Collected data entries
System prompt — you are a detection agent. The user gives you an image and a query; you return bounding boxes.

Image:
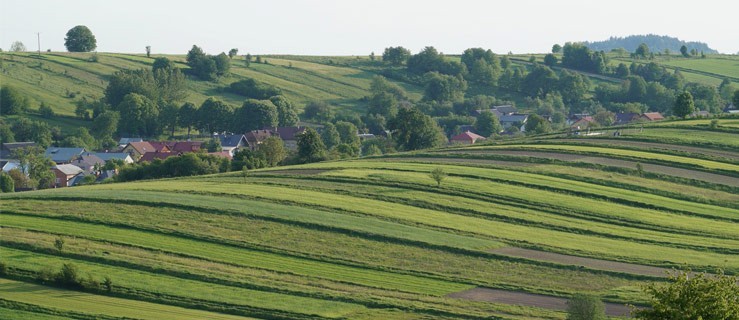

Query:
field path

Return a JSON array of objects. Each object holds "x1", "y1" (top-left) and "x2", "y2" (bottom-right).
[
  {"x1": 490, "y1": 247, "x2": 669, "y2": 277},
  {"x1": 456, "y1": 150, "x2": 739, "y2": 187},
  {"x1": 558, "y1": 138, "x2": 739, "y2": 161},
  {"x1": 447, "y1": 288, "x2": 631, "y2": 317},
  {"x1": 0, "y1": 278, "x2": 254, "y2": 320}
]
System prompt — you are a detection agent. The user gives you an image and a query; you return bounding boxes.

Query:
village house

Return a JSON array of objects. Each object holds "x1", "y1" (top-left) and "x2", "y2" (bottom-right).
[
  {"x1": 500, "y1": 113, "x2": 529, "y2": 132},
  {"x1": 267, "y1": 127, "x2": 305, "y2": 150},
  {"x1": 613, "y1": 112, "x2": 640, "y2": 126},
  {"x1": 122, "y1": 141, "x2": 160, "y2": 161},
  {"x1": 51, "y1": 164, "x2": 83, "y2": 188},
  {"x1": 244, "y1": 130, "x2": 272, "y2": 151},
  {"x1": 570, "y1": 116, "x2": 598, "y2": 130},
  {"x1": 0, "y1": 142, "x2": 36, "y2": 160},
  {"x1": 449, "y1": 131, "x2": 485, "y2": 144},
  {"x1": 639, "y1": 112, "x2": 665, "y2": 121},
  {"x1": 218, "y1": 134, "x2": 249, "y2": 157},
  {"x1": 44, "y1": 147, "x2": 85, "y2": 164}
]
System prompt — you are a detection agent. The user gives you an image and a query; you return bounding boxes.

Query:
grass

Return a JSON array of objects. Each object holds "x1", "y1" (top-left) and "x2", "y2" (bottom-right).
[
  {"x1": 0, "y1": 278, "x2": 256, "y2": 320},
  {"x1": 468, "y1": 144, "x2": 739, "y2": 173},
  {"x1": 0, "y1": 126, "x2": 739, "y2": 319}
]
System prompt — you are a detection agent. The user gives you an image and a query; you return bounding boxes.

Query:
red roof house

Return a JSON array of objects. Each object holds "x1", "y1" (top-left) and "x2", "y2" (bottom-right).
[{"x1": 449, "y1": 131, "x2": 485, "y2": 144}]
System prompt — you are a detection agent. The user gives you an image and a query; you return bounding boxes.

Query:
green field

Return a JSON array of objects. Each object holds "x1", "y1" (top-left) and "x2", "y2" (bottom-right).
[{"x1": 0, "y1": 124, "x2": 739, "y2": 319}]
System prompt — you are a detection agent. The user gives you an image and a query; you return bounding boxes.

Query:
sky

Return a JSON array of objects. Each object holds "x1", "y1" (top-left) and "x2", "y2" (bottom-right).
[{"x1": 0, "y1": 0, "x2": 739, "y2": 55}]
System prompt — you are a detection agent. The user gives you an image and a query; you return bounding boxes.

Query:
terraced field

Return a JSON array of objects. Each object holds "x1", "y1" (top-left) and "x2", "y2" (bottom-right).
[
  {"x1": 0, "y1": 123, "x2": 739, "y2": 319},
  {"x1": 0, "y1": 52, "x2": 422, "y2": 120}
]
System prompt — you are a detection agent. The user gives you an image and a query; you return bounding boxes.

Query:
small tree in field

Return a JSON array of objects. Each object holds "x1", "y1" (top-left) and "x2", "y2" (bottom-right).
[
  {"x1": 431, "y1": 168, "x2": 447, "y2": 188},
  {"x1": 54, "y1": 237, "x2": 64, "y2": 253},
  {"x1": 633, "y1": 270, "x2": 739, "y2": 320},
  {"x1": 241, "y1": 166, "x2": 249, "y2": 183},
  {"x1": 567, "y1": 294, "x2": 606, "y2": 320}
]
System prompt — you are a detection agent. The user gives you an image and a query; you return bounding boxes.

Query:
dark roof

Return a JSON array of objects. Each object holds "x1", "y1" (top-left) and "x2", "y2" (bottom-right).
[
  {"x1": 44, "y1": 147, "x2": 85, "y2": 163},
  {"x1": 500, "y1": 114, "x2": 529, "y2": 123},
  {"x1": 139, "y1": 152, "x2": 180, "y2": 162},
  {"x1": 92, "y1": 152, "x2": 134, "y2": 162},
  {"x1": 170, "y1": 141, "x2": 203, "y2": 153},
  {"x1": 493, "y1": 104, "x2": 518, "y2": 114},
  {"x1": 128, "y1": 141, "x2": 157, "y2": 154},
  {"x1": 449, "y1": 131, "x2": 485, "y2": 142},
  {"x1": 265, "y1": 127, "x2": 305, "y2": 140},
  {"x1": 642, "y1": 112, "x2": 665, "y2": 121},
  {"x1": 118, "y1": 138, "x2": 144, "y2": 146},
  {"x1": 616, "y1": 112, "x2": 639, "y2": 124},
  {"x1": 218, "y1": 134, "x2": 247, "y2": 148},
  {"x1": 0, "y1": 142, "x2": 36, "y2": 159}
]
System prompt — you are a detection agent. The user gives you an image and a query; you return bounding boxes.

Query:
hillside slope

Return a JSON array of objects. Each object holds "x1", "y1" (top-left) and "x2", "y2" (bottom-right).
[{"x1": 0, "y1": 120, "x2": 739, "y2": 319}]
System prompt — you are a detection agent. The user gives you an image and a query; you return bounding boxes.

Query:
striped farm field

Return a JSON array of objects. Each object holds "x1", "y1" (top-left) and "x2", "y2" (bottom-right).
[{"x1": 0, "y1": 129, "x2": 739, "y2": 319}]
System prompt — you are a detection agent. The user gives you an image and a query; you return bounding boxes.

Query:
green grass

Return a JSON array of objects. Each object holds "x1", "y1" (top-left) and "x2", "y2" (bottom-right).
[
  {"x1": 0, "y1": 278, "x2": 254, "y2": 320},
  {"x1": 469, "y1": 144, "x2": 739, "y2": 173}
]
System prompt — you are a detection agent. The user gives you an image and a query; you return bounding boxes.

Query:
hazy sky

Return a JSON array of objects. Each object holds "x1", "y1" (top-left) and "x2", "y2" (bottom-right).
[{"x1": 0, "y1": 0, "x2": 739, "y2": 55}]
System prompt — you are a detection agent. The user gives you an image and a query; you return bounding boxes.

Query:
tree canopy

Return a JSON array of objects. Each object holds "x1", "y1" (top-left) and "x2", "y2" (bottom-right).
[{"x1": 64, "y1": 25, "x2": 97, "y2": 52}]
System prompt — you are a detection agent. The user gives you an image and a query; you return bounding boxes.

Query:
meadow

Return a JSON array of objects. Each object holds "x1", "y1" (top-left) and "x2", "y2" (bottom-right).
[{"x1": 0, "y1": 121, "x2": 739, "y2": 319}]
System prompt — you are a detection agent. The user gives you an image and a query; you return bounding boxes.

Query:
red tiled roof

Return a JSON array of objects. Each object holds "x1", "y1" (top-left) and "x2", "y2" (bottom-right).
[
  {"x1": 128, "y1": 141, "x2": 157, "y2": 154},
  {"x1": 450, "y1": 131, "x2": 485, "y2": 143},
  {"x1": 642, "y1": 112, "x2": 665, "y2": 121},
  {"x1": 139, "y1": 152, "x2": 180, "y2": 162},
  {"x1": 170, "y1": 141, "x2": 203, "y2": 153}
]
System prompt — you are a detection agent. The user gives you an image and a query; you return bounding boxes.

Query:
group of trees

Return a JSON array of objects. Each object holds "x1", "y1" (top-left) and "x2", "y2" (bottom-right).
[{"x1": 187, "y1": 45, "x2": 231, "y2": 81}]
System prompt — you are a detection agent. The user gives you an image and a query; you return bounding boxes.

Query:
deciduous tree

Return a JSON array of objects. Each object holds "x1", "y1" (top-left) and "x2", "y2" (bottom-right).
[
  {"x1": 64, "y1": 26, "x2": 97, "y2": 52},
  {"x1": 672, "y1": 91, "x2": 695, "y2": 118}
]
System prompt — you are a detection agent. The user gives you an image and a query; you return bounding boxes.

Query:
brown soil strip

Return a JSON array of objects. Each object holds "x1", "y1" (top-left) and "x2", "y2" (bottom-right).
[
  {"x1": 254, "y1": 169, "x2": 330, "y2": 175},
  {"x1": 384, "y1": 157, "x2": 539, "y2": 167},
  {"x1": 450, "y1": 150, "x2": 739, "y2": 187},
  {"x1": 447, "y1": 288, "x2": 631, "y2": 317},
  {"x1": 490, "y1": 247, "x2": 668, "y2": 277},
  {"x1": 559, "y1": 138, "x2": 739, "y2": 161}
]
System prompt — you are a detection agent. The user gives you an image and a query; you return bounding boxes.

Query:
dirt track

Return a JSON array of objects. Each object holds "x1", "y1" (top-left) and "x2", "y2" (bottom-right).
[
  {"x1": 490, "y1": 247, "x2": 668, "y2": 277},
  {"x1": 447, "y1": 288, "x2": 631, "y2": 316},
  {"x1": 559, "y1": 138, "x2": 739, "y2": 161},
  {"x1": 460, "y1": 150, "x2": 739, "y2": 187}
]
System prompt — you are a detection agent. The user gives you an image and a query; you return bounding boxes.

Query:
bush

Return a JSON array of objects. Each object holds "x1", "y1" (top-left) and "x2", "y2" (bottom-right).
[
  {"x1": 567, "y1": 294, "x2": 606, "y2": 320},
  {"x1": 56, "y1": 263, "x2": 82, "y2": 287},
  {"x1": 226, "y1": 78, "x2": 282, "y2": 100}
]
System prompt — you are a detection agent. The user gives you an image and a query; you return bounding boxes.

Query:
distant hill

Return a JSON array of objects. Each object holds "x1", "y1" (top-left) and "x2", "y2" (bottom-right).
[{"x1": 584, "y1": 34, "x2": 718, "y2": 53}]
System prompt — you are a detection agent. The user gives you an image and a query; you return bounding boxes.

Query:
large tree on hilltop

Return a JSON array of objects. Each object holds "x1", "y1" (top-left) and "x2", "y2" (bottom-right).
[{"x1": 64, "y1": 26, "x2": 97, "y2": 52}]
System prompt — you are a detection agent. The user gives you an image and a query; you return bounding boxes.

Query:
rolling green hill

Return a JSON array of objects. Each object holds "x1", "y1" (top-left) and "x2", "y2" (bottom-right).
[{"x1": 0, "y1": 120, "x2": 739, "y2": 319}]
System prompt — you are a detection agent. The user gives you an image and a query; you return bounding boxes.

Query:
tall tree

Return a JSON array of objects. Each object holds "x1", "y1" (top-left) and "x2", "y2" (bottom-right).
[
  {"x1": 117, "y1": 93, "x2": 160, "y2": 137},
  {"x1": 390, "y1": 108, "x2": 446, "y2": 150},
  {"x1": 64, "y1": 26, "x2": 97, "y2": 52},
  {"x1": 634, "y1": 271, "x2": 739, "y2": 320},
  {"x1": 197, "y1": 98, "x2": 234, "y2": 134},
  {"x1": 234, "y1": 99, "x2": 279, "y2": 132},
  {"x1": 634, "y1": 43, "x2": 649, "y2": 59},
  {"x1": 321, "y1": 122, "x2": 341, "y2": 150},
  {"x1": 257, "y1": 136, "x2": 287, "y2": 167},
  {"x1": 475, "y1": 110, "x2": 503, "y2": 137},
  {"x1": 382, "y1": 47, "x2": 411, "y2": 66},
  {"x1": 672, "y1": 91, "x2": 695, "y2": 118},
  {"x1": 680, "y1": 45, "x2": 690, "y2": 58},
  {"x1": 269, "y1": 95, "x2": 300, "y2": 127},
  {"x1": 178, "y1": 102, "x2": 198, "y2": 139},
  {"x1": 298, "y1": 128, "x2": 328, "y2": 163},
  {"x1": 424, "y1": 72, "x2": 467, "y2": 102}
]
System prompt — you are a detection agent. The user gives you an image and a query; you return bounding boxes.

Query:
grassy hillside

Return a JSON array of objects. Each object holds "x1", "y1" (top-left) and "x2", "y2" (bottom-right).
[
  {"x1": 0, "y1": 120, "x2": 739, "y2": 319},
  {"x1": 0, "y1": 52, "x2": 422, "y2": 125}
]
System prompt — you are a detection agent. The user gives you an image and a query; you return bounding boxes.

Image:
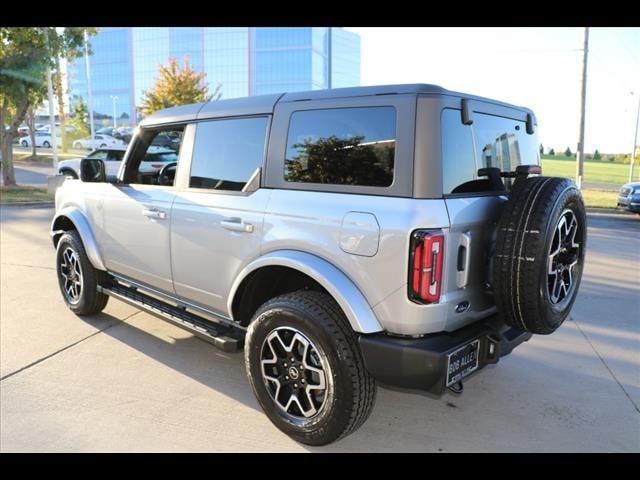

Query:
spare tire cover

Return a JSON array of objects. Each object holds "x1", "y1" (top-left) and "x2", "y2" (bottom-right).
[{"x1": 493, "y1": 177, "x2": 587, "y2": 334}]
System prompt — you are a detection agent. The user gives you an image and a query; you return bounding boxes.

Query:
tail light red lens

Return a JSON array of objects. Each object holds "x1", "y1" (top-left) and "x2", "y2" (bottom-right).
[{"x1": 409, "y1": 231, "x2": 444, "y2": 303}]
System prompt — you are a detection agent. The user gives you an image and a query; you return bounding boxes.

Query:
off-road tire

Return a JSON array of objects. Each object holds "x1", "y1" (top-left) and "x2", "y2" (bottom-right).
[
  {"x1": 244, "y1": 290, "x2": 377, "y2": 445},
  {"x1": 56, "y1": 230, "x2": 109, "y2": 315},
  {"x1": 493, "y1": 177, "x2": 587, "y2": 334}
]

*Aim:*
Return every line of the records above that contains the word "roof".

*Finished answer:*
red roof house
dark roof
red tiled roof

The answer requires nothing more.